--- Begin Given records ---

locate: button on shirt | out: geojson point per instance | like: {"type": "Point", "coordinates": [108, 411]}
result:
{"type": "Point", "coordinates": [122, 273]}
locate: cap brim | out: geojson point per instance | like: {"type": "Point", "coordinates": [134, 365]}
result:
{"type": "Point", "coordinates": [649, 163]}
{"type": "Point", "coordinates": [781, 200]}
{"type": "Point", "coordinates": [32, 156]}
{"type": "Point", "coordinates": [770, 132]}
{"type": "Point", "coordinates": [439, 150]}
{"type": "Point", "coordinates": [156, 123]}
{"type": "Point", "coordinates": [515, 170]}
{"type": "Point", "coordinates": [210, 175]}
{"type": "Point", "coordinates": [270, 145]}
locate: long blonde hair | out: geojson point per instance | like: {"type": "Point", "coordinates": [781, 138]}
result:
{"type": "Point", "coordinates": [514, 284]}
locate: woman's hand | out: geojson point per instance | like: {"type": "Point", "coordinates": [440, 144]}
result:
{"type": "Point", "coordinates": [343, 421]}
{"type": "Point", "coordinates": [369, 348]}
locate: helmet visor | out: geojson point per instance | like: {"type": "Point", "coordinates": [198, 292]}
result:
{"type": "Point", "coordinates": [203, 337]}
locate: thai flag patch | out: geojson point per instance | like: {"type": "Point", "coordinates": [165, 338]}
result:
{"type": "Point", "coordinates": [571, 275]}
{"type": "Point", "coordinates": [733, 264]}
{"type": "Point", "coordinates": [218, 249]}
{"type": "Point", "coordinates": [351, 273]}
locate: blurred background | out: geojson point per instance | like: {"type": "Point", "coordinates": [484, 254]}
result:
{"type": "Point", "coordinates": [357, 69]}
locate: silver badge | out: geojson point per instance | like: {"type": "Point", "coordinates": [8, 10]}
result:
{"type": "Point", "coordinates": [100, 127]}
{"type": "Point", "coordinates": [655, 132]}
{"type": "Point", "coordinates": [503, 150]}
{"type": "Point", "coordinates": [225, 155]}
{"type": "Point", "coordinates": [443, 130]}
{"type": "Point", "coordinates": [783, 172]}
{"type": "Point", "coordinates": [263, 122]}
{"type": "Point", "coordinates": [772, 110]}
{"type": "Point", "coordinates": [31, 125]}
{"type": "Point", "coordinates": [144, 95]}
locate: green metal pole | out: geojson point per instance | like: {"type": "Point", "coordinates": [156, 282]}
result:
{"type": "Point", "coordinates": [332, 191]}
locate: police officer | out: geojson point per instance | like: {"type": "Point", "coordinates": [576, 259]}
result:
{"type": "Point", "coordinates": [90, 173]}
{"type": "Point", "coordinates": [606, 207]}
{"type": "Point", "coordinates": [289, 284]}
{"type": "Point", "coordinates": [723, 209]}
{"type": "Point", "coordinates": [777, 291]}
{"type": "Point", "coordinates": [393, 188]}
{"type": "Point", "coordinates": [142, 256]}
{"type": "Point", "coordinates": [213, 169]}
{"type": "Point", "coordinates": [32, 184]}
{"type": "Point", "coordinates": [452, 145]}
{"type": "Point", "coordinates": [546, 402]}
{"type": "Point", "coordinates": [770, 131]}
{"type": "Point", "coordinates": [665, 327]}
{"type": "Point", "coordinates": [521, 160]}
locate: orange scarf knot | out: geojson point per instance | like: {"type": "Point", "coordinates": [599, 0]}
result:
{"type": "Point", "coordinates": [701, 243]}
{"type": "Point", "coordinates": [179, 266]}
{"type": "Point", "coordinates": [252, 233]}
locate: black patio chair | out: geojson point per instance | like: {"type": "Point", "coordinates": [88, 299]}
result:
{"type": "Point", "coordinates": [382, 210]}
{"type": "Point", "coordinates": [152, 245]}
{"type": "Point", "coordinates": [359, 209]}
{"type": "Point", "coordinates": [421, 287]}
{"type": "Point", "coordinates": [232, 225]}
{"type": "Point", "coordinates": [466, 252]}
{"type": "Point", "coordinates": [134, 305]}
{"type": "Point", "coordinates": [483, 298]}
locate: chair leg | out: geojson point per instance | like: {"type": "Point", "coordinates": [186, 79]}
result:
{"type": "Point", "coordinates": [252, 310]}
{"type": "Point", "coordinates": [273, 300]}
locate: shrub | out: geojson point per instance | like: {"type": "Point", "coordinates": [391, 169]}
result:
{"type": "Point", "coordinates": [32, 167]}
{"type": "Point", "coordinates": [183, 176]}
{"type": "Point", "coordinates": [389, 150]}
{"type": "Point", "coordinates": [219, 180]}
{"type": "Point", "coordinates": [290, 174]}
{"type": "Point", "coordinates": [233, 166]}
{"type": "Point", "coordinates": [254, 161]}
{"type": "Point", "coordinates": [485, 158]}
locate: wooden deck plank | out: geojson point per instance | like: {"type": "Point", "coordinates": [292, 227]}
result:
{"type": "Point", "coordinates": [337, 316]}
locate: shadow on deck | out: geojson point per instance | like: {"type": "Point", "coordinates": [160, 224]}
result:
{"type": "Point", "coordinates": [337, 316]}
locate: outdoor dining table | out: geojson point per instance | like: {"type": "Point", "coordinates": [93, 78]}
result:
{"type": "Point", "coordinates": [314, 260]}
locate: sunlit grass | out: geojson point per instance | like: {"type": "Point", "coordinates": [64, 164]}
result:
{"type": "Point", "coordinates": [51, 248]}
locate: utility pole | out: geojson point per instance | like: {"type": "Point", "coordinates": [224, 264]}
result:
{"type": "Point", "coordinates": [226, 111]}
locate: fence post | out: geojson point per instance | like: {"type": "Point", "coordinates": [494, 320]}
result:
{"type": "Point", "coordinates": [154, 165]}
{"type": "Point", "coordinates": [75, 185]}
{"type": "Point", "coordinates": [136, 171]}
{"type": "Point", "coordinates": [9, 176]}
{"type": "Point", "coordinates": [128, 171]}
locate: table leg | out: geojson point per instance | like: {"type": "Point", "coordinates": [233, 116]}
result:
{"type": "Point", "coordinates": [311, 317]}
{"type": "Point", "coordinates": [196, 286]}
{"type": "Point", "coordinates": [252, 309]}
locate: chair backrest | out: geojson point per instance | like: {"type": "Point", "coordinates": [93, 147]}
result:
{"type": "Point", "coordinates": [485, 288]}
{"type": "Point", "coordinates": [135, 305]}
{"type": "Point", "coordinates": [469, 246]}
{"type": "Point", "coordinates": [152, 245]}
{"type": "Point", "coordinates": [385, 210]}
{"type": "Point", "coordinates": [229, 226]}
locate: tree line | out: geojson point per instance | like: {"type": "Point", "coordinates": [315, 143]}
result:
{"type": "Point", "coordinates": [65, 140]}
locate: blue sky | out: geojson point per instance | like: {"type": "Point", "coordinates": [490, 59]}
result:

--- End Given records ---

## To be done
Reproduce all of the lines above word for word, in the same order and with nothing changed.

## Result below
locate: button on shirt | out: geojson point per instance | like: {"type": "Point", "coordinates": [108, 411]}
result:
{"type": "Point", "coordinates": [122, 273]}
locate: cap brim | out: geojson point per instance | like: {"type": "Point", "coordinates": [134, 365]}
result:
{"type": "Point", "coordinates": [649, 163]}
{"type": "Point", "coordinates": [781, 200]}
{"type": "Point", "coordinates": [32, 156]}
{"type": "Point", "coordinates": [770, 132]}
{"type": "Point", "coordinates": [439, 150]}
{"type": "Point", "coordinates": [156, 123]}
{"type": "Point", "coordinates": [515, 170]}
{"type": "Point", "coordinates": [210, 175]}
{"type": "Point", "coordinates": [270, 145]}
locate: long blonde hair | out: geojson point per instance | like: {"type": "Point", "coordinates": [781, 138]}
result:
{"type": "Point", "coordinates": [514, 284]}
locate: woman's hand | out: geojson point per instance | like: {"type": "Point", "coordinates": [440, 144]}
result:
{"type": "Point", "coordinates": [343, 421]}
{"type": "Point", "coordinates": [369, 348]}
locate: helmet visor | out: geojson point per instance | like: {"type": "Point", "coordinates": [198, 292]}
result:
{"type": "Point", "coordinates": [203, 337]}
locate: thai flag patch | out: geojson point per instance | like: {"type": "Point", "coordinates": [165, 338]}
result:
{"type": "Point", "coordinates": [571, 275]}
{"type": "Point", "coordinates": [733, 264]}
{"type": "Point", "coordinates": [218, 249]}
{"type": "Point", "coordinates": [351, 273]}
locate: blurred background | out: geojson point per instance | like: {"type": "Point", "coordinates": [484, 254]}
result:
{"type": "Point", "coordinates": [357, 69]}
locate: silver badge | out: geojson point per instance | like: {"type": "Point", "coordinates": [8, 10]}
result:
{"type": "Point", "coordinates": [100, 127]}
{"type": "Point", "coordinates": [655, 132]}
{"type": "Point", "coordinates": [503, 150]}
{"type": "Point", "coordinates": [225, 155]}
{"type": "Point", "coordinates": [443, 130]}
{"type": "Point", "coordinates": [783, 172]}
{"type": "Point", "coordinates": [263, 122]}
{"type": "Point", "coordinates": [772, 110]}
{"type": "Point", "coordinates": [31, 125]}
{"type": "Point", "coordinates": [144, 95]}
locate: green metal pole | out: geojson point per instance | like: {"type": "Point", "coordinates": [156, 282]}
result:
{"type": "Point", "coordinates": [332, 191]}
locate: police officer | out: geojson point per instance | like: {"type": "Point", "coordinates": [576, 259]}
result:
{"type": "Point", "coordinates": [90, 173]}
{"type": "Point", "coordinates": [606, 207]}
{"type": "Point", "coordinates": [289, 284]}
{"type": "Point", "coordinates": [723, 209]}
{"type": "Point", "coordinates": [777, 291]}
{"type": "Point", "coordinates": [393, 188]}
{"type": "Point", "coordinates": [142, 256]}
{"type": "Point", "coordinates": [213, 169]}
{"type": "Point", "coordinates": [32, 184]}
{"type": "Point", "coordinates": [452, 145]}
{"type": "Point", "coordinates": [546, 402]}
{"type": "Point", "coordinates": [770, 131]}
{"type": "Point", "coordinates": [665, 327]}
{"type": "Point", "coordinates": [521, 160]}
locate: orange scarf knot | out: geojson point per instance | like: {"type": "Point", "coordinates": [599, 0]}
result:
{"type": "Point", "coordinates": [701, 243]}
{"type": "Point", "coordinates": [179, 266]}
{"type": "Point", "coordinates": [252, 233]}
locate: black patio chair | out: geojson point per instance | like: {"type": "Point", "coordinates": [88, 299]}
result:
{"type": "Point", "coordinates": [382, 210]}
{"type": "Point", "coordinates": [152, 245]}
{"type": "Point", "coordinates": [359, 209]}
{"type": "Point", "coordinates": [421, 287]}
{"type": "Point", "coordinates": [232, 225]}
{"type": "Point", "coordinates": [466, 252]}
{"type": "Point", "coordinates": [134, 305]}
{"type": "Point", "coordinates": [483, 298]}
locate: chair leg | out: geojson point per instance | like: {"type": "Point", "coordinates": [186, 79]}
result:
{"type": "Point", "coordinates": [252, 310]}
{"type": "Point", "coordinates": [273, 300]}
locate: shrub | out: geojson point per instance | like: {"type": "Point", "coordinates": [391, 169]}
result:
{"type": "Point", "coordinates": [32, 167]}
{"type": "Point", "coordinates": [183, 176]}
{"type": "Point", "coordinates": [389, 150]}
{"type": "Point", "coordinates": [219, 180]}
{"type": "Point", "coordinates": [290, 174]}
{"type": "Point", "coordinates": [233, 166]}
{"type": "Point", "coordinates": [254, 161]}
{"type": "Point", "coordinates": [485, 158]}
locate: wooden deck plank | out: geojson point per instance | like: {"type": "Point", "coordinates": [292, 227]}
result:
{"type": "Point", "coordinates": [337, 316]}
locate: shadow on deck | out: geojson point per instance | like: {"type": "Point", "coordinates": [160, 224]}
result:
{"type": "Point", "coordinates": [337, 316]}
locate: outdoor dining table | out: geojson point per instance | like: {"type": "Point", "coordinates": [93, 78]}
result:
{"type": "Point", "coordinates": [314, 260]}
locate: sunlit grass | out: geojson point per instance | like: {"type": "Point", "coordinates": [64, 164]}
result:
{"type": "Point", "coordinates": [51, 248]}
locate: utility pole | out: geojson point per instance | like: {"type": "Point", "coordinates": [224, 264]}
result:
{"type": "Point", "coordinates": [226, 111]}
locate: fence post | out: geojson point per instance | like: {"type": "Point", "coordinates": [494, 320]}
result:
{"type": "Point", "coordinates": [154, 165]}
{"type": "Point", "coordinates": [75, 185]}
{"type": "Point", "coordinates": [136, 171]}
{"type": "Point", "coordinates": [9, 176]}
{"type": "Point", "coordinates": [128, 171]}
locate: table leg | out: geojson point per instance | like: {"type": "Point", "coordinates": [233, 116]}
result:
{"type": "Point", "coordinates": [311, 317]}
{"type": "Point", "coordinates": [196, 286]}
{"type": "Point", "coordinates": [252, 309]}
locate: chair backrest | out: geojson point per instance | like: {"type": "Point", "coordinates": [93, 147]}
result:
{"type": "Point", "coordinates": [485, 288]}
{"type": "Point", "coordinates": [135, 305]}
{"type": "Point", "coordinates": [469, 246]}
{"type": "Point", "coordinates": [152, 245]}
{"type": "Point", "coordinates": [385, 210]}
{"type": "Point", "coordinates": [229, 226]}
locate: tree line | out: geojson point per instance | like: {"type": "Point", "coordinates": [315, 143]}
result:
{"type": "Point", "coordinates": [65, 140]}
locate: blue sky | out: geojson point per instance | like: {"type": "Point", "coordinates": [490, 59]}
result:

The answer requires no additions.